--- START ---

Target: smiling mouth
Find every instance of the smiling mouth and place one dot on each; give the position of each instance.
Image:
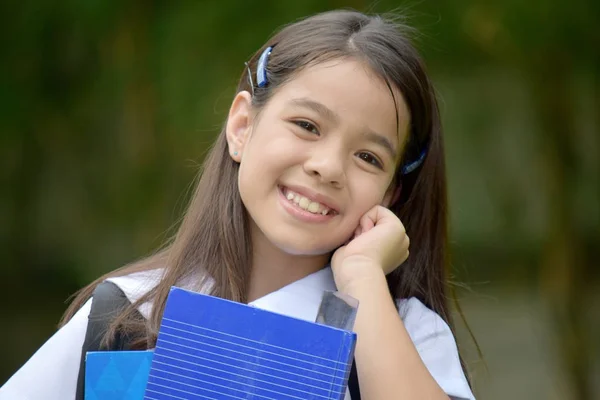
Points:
(305, 203)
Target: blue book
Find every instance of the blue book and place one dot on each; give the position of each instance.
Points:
(116, 375)
(210, 348)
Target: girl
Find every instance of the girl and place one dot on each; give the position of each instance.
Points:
(330, 158)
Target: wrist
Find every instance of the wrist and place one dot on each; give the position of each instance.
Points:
(356, 279)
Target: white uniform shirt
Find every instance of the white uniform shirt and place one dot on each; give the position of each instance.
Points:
(51, 373)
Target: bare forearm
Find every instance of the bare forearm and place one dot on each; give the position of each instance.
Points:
(389, 366)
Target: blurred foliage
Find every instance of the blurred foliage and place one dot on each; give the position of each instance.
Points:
(106, 108)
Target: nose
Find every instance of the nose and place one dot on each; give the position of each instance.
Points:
(326, 163)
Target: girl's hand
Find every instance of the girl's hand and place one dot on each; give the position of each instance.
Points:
(379, 245)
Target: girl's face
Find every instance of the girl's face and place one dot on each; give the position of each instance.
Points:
(320, 154)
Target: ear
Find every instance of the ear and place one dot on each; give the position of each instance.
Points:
(239, 122)
(392, 195)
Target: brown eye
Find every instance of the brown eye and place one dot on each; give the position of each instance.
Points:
(307, 126)
(371, 159)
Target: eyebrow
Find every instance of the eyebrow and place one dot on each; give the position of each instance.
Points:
(329, 114)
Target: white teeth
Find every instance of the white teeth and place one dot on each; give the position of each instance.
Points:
(304, 202)
(307, 204)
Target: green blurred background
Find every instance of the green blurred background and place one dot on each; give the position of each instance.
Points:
(107, 107)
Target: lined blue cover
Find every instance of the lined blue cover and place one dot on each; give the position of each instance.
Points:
(116, 375)
(210, 348)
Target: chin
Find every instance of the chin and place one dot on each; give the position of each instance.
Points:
(303, 249)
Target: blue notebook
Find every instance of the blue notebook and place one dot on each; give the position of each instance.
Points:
(116, 375)
(210, 348)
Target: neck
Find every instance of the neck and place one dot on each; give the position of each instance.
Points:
(272, 268)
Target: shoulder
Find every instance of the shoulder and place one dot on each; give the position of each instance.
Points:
(63, 352)
(136, 285)
(436, 345)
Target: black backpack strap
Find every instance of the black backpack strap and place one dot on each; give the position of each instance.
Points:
(107, 301)
(353, 383)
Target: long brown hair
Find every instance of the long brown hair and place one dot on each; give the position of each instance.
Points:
(214, 234)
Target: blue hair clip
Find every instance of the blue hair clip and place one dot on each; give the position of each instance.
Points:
(408, 168)
(261, 68)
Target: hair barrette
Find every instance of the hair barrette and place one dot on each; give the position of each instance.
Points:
(261, 70)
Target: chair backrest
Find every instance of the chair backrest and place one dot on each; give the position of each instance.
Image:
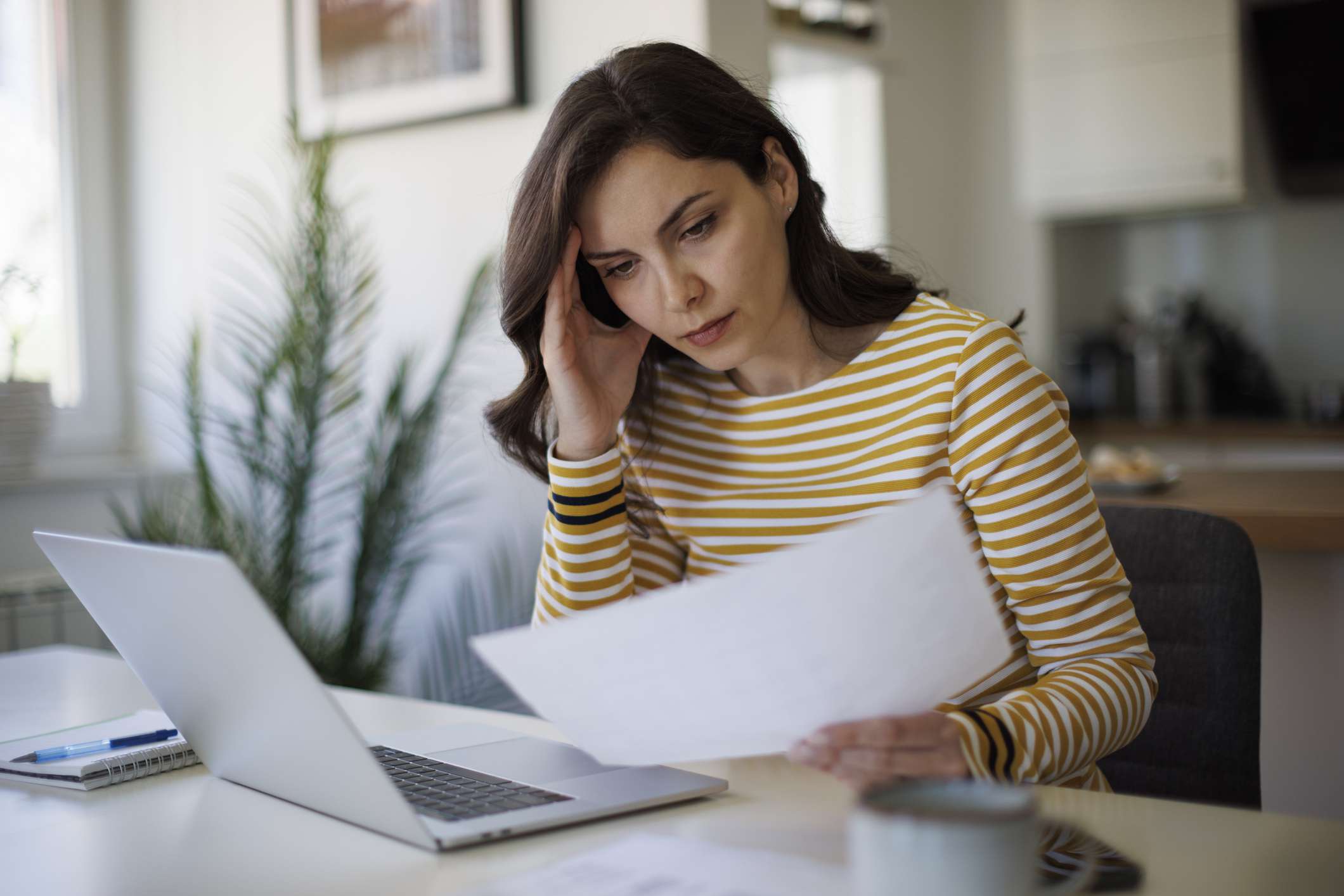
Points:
(1198, 596)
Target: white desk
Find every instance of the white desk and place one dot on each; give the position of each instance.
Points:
(186, 832)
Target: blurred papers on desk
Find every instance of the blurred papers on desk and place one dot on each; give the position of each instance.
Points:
(888, 615)
(647, 864)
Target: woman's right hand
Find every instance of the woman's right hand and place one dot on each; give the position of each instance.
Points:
(590, 367)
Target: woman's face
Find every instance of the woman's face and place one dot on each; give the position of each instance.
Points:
(676, 266)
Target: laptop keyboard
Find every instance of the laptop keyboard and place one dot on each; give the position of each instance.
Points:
(453, 793)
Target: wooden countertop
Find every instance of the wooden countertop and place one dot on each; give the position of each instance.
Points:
(1280, 509)
(1222, 430)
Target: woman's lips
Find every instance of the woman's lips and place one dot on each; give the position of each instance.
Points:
(711, 333)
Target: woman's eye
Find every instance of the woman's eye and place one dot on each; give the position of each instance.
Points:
(697, 231)
(701, 227)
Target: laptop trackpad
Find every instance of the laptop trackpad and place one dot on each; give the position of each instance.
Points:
(527, 759)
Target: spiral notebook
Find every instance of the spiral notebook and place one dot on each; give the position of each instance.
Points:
(98, 769)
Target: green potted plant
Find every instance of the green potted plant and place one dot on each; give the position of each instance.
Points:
(25, 405)
(299, 460)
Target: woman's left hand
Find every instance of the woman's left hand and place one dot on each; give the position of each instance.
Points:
(878, 750)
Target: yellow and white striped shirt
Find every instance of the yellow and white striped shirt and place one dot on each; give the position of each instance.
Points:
(943, 398)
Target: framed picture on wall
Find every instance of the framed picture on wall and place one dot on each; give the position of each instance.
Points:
(370, 65)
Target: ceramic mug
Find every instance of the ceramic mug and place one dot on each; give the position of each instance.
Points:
(949, 837)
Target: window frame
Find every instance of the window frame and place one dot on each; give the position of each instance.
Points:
(98, 428)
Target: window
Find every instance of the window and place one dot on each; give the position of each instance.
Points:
(58, 229)
(37, 308)
(835, 106)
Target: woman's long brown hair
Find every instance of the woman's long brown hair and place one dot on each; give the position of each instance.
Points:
(688, 105)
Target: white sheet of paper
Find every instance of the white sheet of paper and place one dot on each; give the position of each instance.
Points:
(888, 615)
(647, 864)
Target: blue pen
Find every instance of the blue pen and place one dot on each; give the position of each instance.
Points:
(50, 754)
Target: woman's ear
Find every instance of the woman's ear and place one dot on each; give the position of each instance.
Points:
(781, 179)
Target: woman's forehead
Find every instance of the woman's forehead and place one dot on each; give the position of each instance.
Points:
(643, 186)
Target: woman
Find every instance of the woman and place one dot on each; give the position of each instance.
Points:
(769, 385)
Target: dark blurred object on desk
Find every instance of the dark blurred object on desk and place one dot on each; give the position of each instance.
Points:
(1179, 363)
(1324, 402)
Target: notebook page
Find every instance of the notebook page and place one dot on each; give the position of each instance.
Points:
(80, 766)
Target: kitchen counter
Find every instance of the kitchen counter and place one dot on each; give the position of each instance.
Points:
(1280, 509)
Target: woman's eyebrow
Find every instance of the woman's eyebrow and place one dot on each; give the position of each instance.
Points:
(671, 219)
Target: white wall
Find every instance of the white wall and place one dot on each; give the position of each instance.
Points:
(950, 176)
(198, 96)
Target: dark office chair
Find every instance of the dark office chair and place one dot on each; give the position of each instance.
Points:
(1198, 596)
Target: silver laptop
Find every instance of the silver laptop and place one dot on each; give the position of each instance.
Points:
(218, 663)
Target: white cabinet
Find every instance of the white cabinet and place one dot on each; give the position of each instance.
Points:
(1127, 105)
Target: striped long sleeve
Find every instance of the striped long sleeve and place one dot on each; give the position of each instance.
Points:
(1090, 682)
(590, 556)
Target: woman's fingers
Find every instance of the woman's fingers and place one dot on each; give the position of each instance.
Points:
(890, 764)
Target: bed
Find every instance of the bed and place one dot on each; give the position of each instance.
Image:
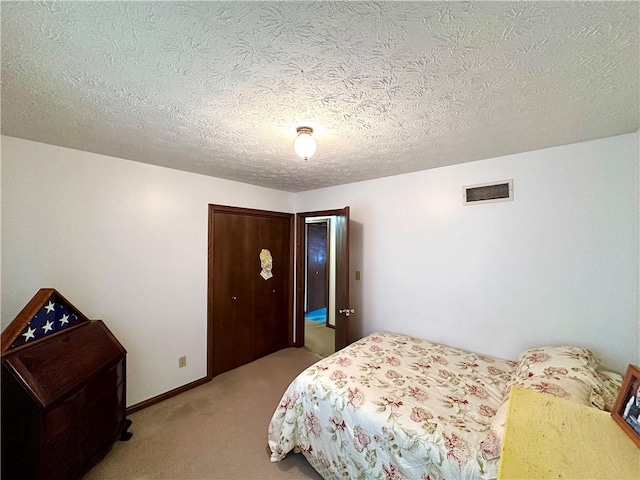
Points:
(391, 406)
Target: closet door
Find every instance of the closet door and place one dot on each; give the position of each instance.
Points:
(249, 315)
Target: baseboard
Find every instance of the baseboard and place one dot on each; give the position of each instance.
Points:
(166, 395)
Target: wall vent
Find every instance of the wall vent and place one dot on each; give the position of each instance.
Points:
(488, 192)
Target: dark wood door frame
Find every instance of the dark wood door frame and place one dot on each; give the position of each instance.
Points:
(211, 266)
(317, 293)
(342, 273)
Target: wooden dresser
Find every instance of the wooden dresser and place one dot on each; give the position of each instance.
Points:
(63, 392)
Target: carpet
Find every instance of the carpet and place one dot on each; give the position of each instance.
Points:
(217, 431)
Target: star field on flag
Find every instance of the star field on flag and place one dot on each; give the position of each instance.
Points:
(53, 317)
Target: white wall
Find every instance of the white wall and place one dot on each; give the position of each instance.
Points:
(125, 242)
(559, 264)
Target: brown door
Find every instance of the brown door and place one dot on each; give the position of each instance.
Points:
(317, 279)
(341, 307)
(249, 311)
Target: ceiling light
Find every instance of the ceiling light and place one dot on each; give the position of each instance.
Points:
(305, 145)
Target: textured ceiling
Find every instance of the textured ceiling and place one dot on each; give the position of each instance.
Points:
(219, 88)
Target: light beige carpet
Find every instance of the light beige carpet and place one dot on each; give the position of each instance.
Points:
(215, 431)
(319, 338)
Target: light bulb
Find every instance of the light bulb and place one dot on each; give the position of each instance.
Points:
(305, 145)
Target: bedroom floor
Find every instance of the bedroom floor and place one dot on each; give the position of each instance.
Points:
(215, 431)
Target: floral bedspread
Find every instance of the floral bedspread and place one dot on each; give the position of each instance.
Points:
(394, 407)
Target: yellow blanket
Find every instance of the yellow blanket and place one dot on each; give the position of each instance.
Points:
(548, 437)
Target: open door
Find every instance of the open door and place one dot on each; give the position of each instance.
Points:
(341, 307)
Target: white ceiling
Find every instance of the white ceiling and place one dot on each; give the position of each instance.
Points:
(219, 88)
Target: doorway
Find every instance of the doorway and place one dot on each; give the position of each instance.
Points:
(337, 297)
(319, 318)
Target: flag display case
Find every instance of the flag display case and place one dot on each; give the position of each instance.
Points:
(63, 391)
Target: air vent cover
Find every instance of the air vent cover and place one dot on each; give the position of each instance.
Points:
(488, 192)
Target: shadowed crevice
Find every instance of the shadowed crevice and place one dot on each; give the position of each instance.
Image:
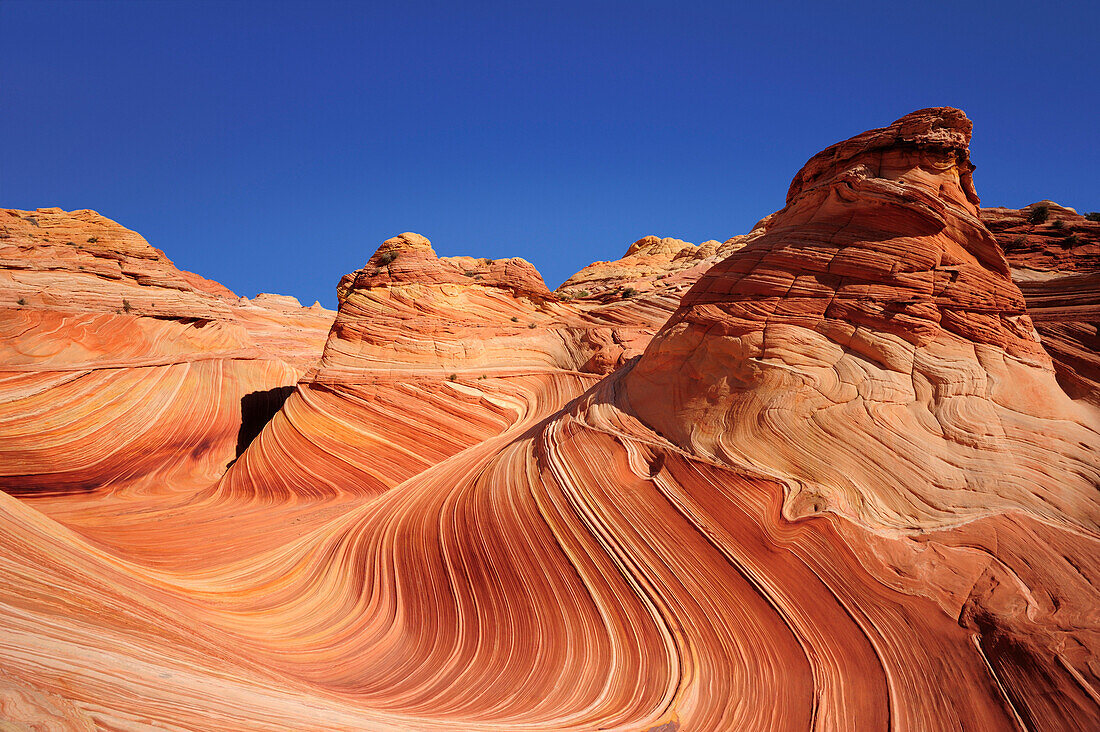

--- END ---

## Problem:
Only the lines above from the one with "Find every instance of the white sheet" through the one with "Target: woman's ear" should be duplicated, character for character.

## Answer:
Find every instance of the white sheet of paper and place one dot on each; give the position of each instance.
Points:
(888, 615)
(647, 864)
Target: blue pen
Find every instance of the blue pen and place one dot on each; give the position of each instance.
Points:
(50, 754)
Target: woman's ear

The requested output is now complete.